-------- Record extracts

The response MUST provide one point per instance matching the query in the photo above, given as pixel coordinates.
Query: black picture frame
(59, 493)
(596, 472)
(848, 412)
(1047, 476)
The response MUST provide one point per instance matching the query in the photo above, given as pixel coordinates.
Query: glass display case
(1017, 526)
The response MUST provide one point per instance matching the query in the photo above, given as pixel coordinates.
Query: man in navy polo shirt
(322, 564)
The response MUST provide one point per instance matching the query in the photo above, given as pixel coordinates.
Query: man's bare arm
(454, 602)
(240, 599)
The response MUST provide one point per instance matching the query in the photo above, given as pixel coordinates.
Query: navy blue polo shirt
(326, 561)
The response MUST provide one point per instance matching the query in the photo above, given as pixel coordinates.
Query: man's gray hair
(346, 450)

----------------

• [Brief]:
Taking the line with "Query: navy blue polo shirt" as the start and the last line of the data above as the end, write out those two lines and every line between them exactly, and only those.

• [Answer]:
Query: navy blue polo shirt
(326, 561)
The response MUST provide one point per instance matching the query in the photo above, given as pixel coordinates.
Query: man's gray hair
(346, 450)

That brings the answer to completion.